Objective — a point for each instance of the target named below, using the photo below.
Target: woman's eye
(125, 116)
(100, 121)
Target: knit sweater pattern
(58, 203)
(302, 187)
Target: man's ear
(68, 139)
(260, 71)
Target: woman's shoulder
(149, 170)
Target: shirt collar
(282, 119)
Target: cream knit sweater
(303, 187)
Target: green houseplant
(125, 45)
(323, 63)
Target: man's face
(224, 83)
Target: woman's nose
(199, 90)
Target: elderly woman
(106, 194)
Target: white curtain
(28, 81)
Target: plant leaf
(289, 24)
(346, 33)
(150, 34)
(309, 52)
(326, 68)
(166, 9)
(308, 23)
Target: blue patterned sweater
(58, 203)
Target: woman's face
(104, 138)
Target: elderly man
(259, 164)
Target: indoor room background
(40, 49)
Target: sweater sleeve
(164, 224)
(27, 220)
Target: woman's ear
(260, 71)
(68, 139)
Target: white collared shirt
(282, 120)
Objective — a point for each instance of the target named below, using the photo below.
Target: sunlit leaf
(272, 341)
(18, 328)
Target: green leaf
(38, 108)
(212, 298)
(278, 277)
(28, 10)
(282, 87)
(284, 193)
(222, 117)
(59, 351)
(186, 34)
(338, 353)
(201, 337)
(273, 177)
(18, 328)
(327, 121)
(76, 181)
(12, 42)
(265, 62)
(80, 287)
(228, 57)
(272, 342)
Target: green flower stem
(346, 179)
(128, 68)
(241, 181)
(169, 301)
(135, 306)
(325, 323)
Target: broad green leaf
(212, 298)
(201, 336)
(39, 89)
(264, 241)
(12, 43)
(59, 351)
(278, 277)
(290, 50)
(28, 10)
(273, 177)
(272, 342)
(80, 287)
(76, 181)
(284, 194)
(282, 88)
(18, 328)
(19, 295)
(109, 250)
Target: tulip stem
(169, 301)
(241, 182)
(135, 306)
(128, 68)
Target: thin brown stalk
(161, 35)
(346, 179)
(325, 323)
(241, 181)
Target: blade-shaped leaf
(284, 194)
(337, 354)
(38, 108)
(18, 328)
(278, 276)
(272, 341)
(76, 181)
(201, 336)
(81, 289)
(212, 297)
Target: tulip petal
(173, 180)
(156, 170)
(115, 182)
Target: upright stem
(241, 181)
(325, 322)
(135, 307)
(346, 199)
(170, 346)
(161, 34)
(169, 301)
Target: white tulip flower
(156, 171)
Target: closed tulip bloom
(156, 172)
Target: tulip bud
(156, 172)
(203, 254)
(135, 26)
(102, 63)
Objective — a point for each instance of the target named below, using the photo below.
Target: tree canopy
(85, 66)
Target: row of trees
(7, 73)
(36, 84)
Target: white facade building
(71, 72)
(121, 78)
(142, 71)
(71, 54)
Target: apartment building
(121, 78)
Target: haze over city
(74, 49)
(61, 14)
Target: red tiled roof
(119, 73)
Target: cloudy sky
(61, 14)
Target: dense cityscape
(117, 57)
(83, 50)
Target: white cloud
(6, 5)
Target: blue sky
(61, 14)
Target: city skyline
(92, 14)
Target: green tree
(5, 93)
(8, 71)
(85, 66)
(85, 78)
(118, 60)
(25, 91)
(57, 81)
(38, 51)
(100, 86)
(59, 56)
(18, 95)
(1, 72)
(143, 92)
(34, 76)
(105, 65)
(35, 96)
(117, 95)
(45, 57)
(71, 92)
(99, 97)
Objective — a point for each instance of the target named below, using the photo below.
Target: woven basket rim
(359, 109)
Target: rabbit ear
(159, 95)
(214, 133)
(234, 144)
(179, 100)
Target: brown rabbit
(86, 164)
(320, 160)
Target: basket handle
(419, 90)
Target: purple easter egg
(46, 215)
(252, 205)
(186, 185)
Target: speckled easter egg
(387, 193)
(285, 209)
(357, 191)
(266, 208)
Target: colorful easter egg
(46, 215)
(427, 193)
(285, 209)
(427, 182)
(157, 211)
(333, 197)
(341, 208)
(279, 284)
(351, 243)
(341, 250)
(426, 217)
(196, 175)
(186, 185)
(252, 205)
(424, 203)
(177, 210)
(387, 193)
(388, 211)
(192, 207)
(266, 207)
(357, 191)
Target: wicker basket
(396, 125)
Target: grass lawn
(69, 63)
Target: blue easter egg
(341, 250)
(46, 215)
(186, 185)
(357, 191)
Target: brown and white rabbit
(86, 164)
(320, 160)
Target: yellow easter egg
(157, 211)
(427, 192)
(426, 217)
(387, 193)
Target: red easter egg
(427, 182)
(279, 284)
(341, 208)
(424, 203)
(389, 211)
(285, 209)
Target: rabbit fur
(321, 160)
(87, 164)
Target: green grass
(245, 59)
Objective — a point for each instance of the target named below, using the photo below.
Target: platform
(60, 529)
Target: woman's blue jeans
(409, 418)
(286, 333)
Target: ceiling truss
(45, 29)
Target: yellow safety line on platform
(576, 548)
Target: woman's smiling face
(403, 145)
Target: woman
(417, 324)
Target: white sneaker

——————

Exercise ▸
Print the entire listing above again, line for line and without any changes.

Task response ▸
Objective — a point for each instance of the target named below, using the photo below.
Target: woman's eye
(125, 116)
(100, 121)
Target: knit sweater pattern
(58, 203)
(302, 187)
Target: man's ear
(68, 139)
(260, 71)
Target: woman's shoulder
(149, 170)
Target: shirt collar
(282, 119)
Target: cream knit sweater
(303, 187)
Target: green houseplant
(125, 45)
(323, 63)
Target: man's face
(224, 83)
Target: woman's nose
(199, 90)
Target: elderly woman
(106, 194)
Target: white curtain
(28, 81)
Target: plant leaf
(289, 24)
(346, 33)
(150, 34)
(309, 52)
(326, 68)
(166, 9)
(308, 23)
Target: blue patterned sweater
(58, 203)
Target: woman's face
(104, 138)
Target: elderly man
(259, 164)
Target: indoor room background
(40, 49)
Target: sweater sleeve
(164, 224)
(27, 220)
Target: woman's ear
(260, 71)
(68, 139)
Target: white collared shirt
(282, 120)
Objective — a point for each instance of the target named below, using the photo below.
Target: sunlit leaf
(272, 341)
(18, 328)
Target: green leaf
(38, 108)
(212, 298)
(278, 277)
(28, 10)
(282, 87)
(284, 193)
(222, 117)
(59, 351)
(186, 34)
(338, 353)
(201, 337)
(273, 177)
(18, 328)
(327, 121)
(76, 181)
(12, 42)
(265, 62)
(80, 287)
(228, 57)
(272, 342)
Target: green flower stem
(346, 179)
(128, 68)
(241, 181)
(169, 301)
(135, 306)
(325, 323)
Target: broad green leaf
(212, 298)
(201, 336)
(39, 89)
(264, 241)
(12, 43)
(59, 351)
(278, 277)
(290, 50)
(28, 10)
(273, 177)
(272, 342)
(80, 287)
(76, 181)
(284, 194)
(282, 88)
(18, 328)
(19, 295)
(109, 250)
Target: tulip stem
(169, 301)
(241, 182)
(135, 306)
(128, 68)
Target: thin brown stalk
(161, 35)
(346, 179)
(325, 323)
(241, 181)
Target: blade-shaped leaf
(284, 194)
(337, 354)
(38, 108)
(18, 328)
(278, 276)
(272, 341)
(76, 181)
(201, 336)
(81, 289)
(212, 297)
Target: tulip petal
(173, 180)
(156, 170)
(115, 182)
Target: upright stem
(241, 181)
(325, 322)
(135, 307)
(346, 199)
(170, 346)
(161, 34)
(169, 301)
Target: white tulip flower
(156, 171)
Target: closed tulip bloom
(156, 172)
Target: tulip bud
(156, 172)
(203, 254)
(135, 26)
(102, 63)
Objective — a point for each instance of the target named below, using the photo below.
Target: tree canopy
(85, 66)
Target: row of trees
(7, 73)
(36, 84)
Target: white facade building
(71, 72)
(121, 78)
(142, 71)
(71, 54)
Target: apartment building
(121, 78)
Target: haze over city
(74, 49)
(61, 14)
Target: red tiled roof
(119, 73)
Target: cloudy sky
(61, 14)
Target: dense cityscape
(117, 57)
(83, 50)
Target: white cloud
(6, 5)
Target: blue sky
(61, 14)
Target: city skyline
(92, 14)
Target: green tree
(5, 93)
(8, 71)
(85, 66)
(85, 78)
(118, 60)
(25, 91)
(57, 81)
(38, 51)
(100, 86)
(59, 56)
(18, 95)
(1, 72)
(143, 92)
(34, 76)
(105, 65)
(35, 96)
(117, 95)
(45, 57)
(71, 92)
(99, 97)
Objective — a point for each instance of the target named below, using the photo below.
Target: woven basket rim
(359, 109)
Target: rabbit ear
(159, 95)
(214, 133)
(234, 144)
(179, 100)
Target: brown rabbit
(86, 164)
(320, 160)
Target: basket handle
(419, 90)
Target: purple easter egg
(46, 215)
(252, 205)
(186, 185)
Target: speckled easter egg
(387, 193)
(285, 209)
(357, 191)
(266, 208)
Target: colorful easter egg
(46, 215)
(427, 193)
(285, 209)
(427, 182)
(157, 211)
(333, 197)
(341, 208)
(279, 284)
(351, 243)
(341, 250)
(426, 217)
(196, 175)
(186, 185)
(252, 205)
(424, 203)
(177, 210)
(387, 193)
(388, 211)
(192, 207)
(266, 207)
(357, 191)
Target: wicker basket
(396, 125)
Target: grass lawn
(69, 63)
Target: blue easter egg
(341, 250)
(46, 215)
(186, 185)
(357, 191)
Target: brown and white rabbit
(86, 164)
(320, 160)
Target: yellow easter egg
(157, 211)
(427, 192)
(426, 217)
(387, 193)
Target: red easter egg
(427, 182)
(279, 284)
(341, 208)
(424, 203)
(389, 211)
(285, 209)
Target: rabbit fur
(321, 160)
(87, 164)
Target: green grass
(245, 59)
Objective — a point for each instance of the target named below, using the photo below.
Target: platform
(60, 529)
Target: woman's blue jeans
(409, 418)
(286, 333)
Target: ceiling truss
(45, 29)
Target: yellow safety line on platform
(576, 548)
Target: woman's smiling face
(403, 145)
Target: woman
(417, 324)
Target: white sneaker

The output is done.